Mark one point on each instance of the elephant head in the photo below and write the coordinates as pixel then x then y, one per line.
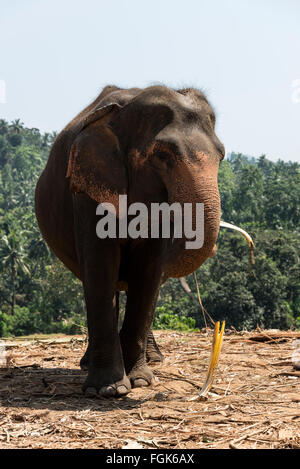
pixel 155 145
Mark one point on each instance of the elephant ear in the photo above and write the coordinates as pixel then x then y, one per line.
pixel 96 163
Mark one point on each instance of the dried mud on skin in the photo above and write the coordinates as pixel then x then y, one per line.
pixel 254 401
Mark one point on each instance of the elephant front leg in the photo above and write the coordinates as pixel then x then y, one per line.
pixel 143 288
pixel 99 264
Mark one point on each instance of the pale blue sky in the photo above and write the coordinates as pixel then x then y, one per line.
pixel 56 55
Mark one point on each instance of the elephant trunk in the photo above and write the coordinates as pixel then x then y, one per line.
pixel 195 184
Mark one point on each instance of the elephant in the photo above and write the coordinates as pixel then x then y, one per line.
pixel 156 145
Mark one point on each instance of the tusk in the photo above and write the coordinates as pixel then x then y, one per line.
pixel 224 224
pixel 214 358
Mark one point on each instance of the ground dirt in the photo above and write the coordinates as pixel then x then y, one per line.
pixel 254 401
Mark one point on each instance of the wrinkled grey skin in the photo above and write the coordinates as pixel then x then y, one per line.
pixel 155 145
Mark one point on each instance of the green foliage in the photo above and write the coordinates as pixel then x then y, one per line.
pixel 39 295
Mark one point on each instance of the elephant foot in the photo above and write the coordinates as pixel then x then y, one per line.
pixel 140 376
pixel 103 384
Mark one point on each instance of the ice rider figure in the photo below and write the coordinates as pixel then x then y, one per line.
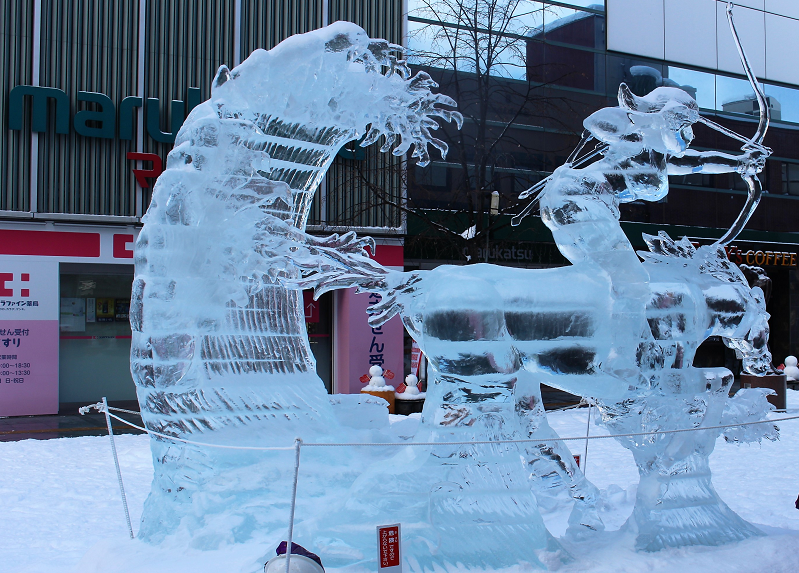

★ ★ ★ ★ ★

What you are asked to do:
A faithful copy of every record is required, with no pictures included.

Task solution:
Mark one point on each instance of the elephant head in the photo below and write the coordinates as pixel then x then y, one per line.
pixel 155 145
Mark one point on each instance of the elephant ear in the photo above and write the coordinates as pixel then x then y, one per line.
pixel 96 163
Mark one point on each instance of the dried mud on skin in the photo above and write the coordinates as pixel then x then y, one per line.
pixel 254 401
Mark one point on each instance of the elephant front leg in the photo above and write the coordinates as pixel then x then y, one per line.
pixel 143 288
pixel 99 264
Mark one point on each instance of the pale blue sky in the photo above and write the coordinates as pixel then x then y, one per line.
pixel 56 55
Mark one point on each instance of the elephant trunk in the photo above and write the coordinates as pixel then x then y, one per line.
pixel 195 184
Mark one point on each instance of the elephant in the photo above and write the coordinates as pixel then x then y, one per line.
pixel 156 145
Mark one point on each instance of the tusk in the photo above and write the coordinates as pixel then x then y, one per line.
pixel 224 224
pixel 214 358
Mark one point on each instance of the ground dirt in the photo above and write the coordinates as pixel then x then y, one per line.
pixel 254 401
Mark one point on each instance of the wrinkled grey skin in the photo above and write the coordinates as pixel then x then y, one per line.
pixel 155 145
Mark one point on each instance of the green foliage in the photo above and write the coordinates as pixel then x then y, one per line.
pixel 39 295
Mark one point on each instance of the elephant foot in the photo above and write the coordinates as pixel then x then y, one per line.
pixel 140 376
pixel 103 384
Mark one point on each instance of the ice rider figure in the photo below and write the coordinates as pixel then x then y, one per line.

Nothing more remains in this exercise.